[Items from a data source]
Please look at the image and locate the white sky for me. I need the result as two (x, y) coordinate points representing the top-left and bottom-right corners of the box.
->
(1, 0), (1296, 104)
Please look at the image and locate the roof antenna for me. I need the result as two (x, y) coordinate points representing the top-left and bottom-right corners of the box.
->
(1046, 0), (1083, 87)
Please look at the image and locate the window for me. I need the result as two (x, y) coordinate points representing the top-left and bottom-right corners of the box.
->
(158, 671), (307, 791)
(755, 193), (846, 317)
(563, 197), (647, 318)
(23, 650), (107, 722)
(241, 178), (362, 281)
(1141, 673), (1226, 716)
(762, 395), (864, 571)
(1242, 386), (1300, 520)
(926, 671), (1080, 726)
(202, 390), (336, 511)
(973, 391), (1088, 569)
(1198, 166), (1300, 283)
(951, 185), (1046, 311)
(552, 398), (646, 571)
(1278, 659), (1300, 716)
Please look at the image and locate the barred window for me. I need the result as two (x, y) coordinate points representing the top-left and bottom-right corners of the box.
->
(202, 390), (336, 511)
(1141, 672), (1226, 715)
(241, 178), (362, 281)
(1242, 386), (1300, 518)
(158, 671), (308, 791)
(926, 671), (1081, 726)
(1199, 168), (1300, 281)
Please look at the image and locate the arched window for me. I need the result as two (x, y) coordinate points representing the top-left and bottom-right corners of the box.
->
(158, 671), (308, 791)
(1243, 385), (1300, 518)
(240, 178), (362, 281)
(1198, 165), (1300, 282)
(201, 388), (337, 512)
--
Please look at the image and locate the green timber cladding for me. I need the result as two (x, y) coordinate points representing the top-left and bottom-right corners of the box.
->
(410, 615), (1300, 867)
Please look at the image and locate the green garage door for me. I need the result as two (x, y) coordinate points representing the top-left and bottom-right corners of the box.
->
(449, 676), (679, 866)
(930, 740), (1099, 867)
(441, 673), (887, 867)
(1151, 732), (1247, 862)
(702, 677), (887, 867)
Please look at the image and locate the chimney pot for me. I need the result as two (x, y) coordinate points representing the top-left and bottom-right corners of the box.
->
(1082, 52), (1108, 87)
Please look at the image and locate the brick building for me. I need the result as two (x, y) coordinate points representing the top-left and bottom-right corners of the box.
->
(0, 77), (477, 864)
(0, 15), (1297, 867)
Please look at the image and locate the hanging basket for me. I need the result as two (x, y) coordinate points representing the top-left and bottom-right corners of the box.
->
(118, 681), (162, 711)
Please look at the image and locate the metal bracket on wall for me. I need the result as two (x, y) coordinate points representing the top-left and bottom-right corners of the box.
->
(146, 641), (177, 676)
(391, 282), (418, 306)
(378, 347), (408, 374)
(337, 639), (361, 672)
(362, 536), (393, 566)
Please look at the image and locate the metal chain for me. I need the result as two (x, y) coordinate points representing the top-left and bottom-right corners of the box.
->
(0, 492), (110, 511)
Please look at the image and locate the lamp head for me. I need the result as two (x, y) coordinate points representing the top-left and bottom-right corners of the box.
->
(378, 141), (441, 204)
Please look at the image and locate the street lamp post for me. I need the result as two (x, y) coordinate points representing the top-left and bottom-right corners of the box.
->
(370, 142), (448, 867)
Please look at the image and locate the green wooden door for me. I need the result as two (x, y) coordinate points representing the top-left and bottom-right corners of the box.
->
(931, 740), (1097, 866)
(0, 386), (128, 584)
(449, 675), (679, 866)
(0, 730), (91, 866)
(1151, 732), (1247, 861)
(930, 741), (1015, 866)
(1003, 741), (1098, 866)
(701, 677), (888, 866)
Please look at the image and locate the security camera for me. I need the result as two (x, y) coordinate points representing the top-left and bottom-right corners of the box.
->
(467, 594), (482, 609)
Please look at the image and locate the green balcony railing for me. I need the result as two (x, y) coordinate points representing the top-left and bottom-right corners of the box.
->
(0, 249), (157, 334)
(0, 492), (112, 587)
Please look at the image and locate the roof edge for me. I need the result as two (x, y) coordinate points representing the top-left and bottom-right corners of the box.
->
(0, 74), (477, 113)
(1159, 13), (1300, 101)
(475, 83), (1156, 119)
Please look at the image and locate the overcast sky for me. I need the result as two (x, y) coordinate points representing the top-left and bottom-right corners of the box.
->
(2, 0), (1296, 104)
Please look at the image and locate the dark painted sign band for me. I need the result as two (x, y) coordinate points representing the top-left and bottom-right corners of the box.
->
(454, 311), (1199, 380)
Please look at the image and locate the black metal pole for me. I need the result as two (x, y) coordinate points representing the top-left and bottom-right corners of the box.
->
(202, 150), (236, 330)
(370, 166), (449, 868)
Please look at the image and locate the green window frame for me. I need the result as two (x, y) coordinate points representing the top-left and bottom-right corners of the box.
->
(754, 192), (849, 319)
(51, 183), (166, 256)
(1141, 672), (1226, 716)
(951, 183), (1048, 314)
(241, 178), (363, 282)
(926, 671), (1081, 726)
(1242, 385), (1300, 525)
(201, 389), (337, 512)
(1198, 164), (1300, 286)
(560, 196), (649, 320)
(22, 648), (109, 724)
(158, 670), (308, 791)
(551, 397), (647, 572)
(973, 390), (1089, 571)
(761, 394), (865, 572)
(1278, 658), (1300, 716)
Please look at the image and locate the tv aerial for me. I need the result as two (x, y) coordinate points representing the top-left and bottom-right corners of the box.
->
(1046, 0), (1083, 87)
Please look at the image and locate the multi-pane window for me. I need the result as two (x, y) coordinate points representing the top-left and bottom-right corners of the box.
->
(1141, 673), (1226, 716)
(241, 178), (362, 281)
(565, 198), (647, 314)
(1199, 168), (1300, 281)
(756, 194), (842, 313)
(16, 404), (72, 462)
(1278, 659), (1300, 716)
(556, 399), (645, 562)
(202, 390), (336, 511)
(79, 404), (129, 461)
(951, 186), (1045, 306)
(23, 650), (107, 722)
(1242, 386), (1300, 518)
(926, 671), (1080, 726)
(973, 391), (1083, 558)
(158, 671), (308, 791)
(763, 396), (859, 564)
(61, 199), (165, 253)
...
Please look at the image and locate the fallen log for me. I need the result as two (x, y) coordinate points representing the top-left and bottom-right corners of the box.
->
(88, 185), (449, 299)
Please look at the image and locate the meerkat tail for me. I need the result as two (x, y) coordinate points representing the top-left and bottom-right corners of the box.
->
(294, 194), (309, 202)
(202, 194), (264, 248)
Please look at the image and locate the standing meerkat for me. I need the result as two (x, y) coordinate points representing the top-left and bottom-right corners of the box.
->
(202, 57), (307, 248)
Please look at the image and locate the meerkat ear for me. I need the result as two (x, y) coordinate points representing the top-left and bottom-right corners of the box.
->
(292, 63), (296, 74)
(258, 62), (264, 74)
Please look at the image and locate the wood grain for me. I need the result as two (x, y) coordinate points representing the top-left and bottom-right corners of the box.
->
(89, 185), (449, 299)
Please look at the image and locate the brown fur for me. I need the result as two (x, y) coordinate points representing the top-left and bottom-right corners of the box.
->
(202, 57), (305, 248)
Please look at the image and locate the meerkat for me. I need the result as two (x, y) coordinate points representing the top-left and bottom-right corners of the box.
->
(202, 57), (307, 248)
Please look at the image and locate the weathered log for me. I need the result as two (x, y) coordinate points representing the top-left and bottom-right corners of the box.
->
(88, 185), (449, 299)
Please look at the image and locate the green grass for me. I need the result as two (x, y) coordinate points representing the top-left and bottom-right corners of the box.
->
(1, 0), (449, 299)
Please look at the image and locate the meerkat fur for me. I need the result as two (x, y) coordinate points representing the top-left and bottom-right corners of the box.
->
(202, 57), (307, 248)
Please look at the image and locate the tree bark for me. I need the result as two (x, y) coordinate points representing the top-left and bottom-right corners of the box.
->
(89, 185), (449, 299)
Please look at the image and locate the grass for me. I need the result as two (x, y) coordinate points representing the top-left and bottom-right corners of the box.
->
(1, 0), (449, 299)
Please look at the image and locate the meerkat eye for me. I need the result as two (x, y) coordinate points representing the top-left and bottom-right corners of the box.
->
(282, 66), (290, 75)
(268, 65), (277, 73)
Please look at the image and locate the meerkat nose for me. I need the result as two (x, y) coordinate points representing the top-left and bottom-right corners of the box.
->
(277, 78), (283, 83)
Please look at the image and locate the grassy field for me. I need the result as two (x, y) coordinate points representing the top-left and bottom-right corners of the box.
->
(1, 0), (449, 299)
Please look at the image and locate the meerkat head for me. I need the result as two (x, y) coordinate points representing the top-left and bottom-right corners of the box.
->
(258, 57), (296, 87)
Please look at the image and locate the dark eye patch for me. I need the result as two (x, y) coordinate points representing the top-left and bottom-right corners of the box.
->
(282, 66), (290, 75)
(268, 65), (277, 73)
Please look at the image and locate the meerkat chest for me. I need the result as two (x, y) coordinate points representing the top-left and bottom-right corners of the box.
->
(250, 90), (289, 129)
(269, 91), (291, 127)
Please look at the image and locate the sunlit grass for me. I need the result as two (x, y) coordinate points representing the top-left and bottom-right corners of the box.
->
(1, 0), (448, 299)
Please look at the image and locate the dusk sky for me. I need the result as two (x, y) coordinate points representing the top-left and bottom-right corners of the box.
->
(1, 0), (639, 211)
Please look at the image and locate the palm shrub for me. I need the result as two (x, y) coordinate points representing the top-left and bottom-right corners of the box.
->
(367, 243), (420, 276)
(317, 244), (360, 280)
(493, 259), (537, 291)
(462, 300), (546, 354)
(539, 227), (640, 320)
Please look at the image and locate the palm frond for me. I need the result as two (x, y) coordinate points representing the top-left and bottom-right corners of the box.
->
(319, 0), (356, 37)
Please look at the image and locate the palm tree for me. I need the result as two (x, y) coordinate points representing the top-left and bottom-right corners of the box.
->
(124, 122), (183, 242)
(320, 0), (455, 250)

§ WHAT NEEDS TO BE DONE: Print exactly the lines above from the one with "Please look at the image and locate the weathered" to the one with "Please look at the image and locate the meerkat fur", including both.

§ SOLUTION TO THIS TASK:
Please look at the image and locate the weathered log for me. I need the result as two (x, y) coordinate points representing the top-left and bottom-right corners of the box.
->
(88, 185), (449, 299)
Please look at the image and locate the green grass for me. I need the result as two (x, y) coordinate points representing the top-left and bottom-right corners of the box.
->
(1, 0), (449, 299)
Please look at the image and locate the meerkat fur for me. I need the result as two (x, y) coordinate points representing the top-left and bottom-right corners of the box.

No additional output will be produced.